-- Exercise input --
== == ==
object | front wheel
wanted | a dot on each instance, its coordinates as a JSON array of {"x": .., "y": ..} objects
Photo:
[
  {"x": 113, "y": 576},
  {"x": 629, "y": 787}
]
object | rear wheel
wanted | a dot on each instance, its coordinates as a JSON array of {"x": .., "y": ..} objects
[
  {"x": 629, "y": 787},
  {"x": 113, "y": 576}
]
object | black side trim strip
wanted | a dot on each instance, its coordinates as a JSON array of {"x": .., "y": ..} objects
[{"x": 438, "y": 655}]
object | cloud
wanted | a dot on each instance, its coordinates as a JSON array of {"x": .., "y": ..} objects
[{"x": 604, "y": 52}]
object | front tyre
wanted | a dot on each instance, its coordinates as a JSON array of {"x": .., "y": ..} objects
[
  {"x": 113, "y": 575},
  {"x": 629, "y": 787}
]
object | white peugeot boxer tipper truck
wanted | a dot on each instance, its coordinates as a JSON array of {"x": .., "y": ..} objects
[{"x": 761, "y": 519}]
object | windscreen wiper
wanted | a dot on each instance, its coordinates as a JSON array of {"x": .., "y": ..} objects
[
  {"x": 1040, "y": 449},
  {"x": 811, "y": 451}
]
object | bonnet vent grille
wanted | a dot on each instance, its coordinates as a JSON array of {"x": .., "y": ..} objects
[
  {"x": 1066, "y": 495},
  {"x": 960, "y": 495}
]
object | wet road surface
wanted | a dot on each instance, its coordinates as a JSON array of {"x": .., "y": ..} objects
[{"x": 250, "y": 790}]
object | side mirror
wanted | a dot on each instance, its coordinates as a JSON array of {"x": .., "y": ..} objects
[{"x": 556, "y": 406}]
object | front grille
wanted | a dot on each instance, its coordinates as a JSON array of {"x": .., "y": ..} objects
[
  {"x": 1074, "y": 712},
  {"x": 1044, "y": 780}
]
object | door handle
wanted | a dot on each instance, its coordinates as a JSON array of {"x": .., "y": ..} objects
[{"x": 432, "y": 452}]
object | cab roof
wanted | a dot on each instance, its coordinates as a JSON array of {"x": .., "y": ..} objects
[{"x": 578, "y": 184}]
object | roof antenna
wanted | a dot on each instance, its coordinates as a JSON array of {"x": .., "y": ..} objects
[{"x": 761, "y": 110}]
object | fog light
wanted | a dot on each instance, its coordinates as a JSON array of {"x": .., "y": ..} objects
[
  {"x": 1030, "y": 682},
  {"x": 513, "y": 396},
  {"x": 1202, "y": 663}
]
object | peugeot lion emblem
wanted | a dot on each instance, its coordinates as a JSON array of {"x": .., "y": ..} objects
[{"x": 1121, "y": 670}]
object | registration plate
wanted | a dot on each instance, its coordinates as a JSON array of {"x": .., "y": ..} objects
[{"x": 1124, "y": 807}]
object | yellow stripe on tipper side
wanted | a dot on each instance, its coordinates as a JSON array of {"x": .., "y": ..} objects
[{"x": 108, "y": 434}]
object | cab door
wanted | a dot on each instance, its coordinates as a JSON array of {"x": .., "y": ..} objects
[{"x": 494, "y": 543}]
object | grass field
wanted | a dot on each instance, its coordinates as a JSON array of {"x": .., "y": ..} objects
== == ==
-- Problem --
Repeat the entries verbatim through the line with "object | black side trim strip".

-- Your response --
object | front wheel
wanted | a dot on each instance, its coordinates as a JSON array of {"x": .., "y": ..} objects
Photo:
[
  {"x": 113, "y": 576},
  {"x": 629, "y": 787}
]
object | rear wheel
wanted | a dot on each instance, its coordinates as a JSON array of {"x": .., "y": ..} objects
[
  {"x": 629, "y": 787},
  {"x": 113, "y": 576}
]
object | black side trim strip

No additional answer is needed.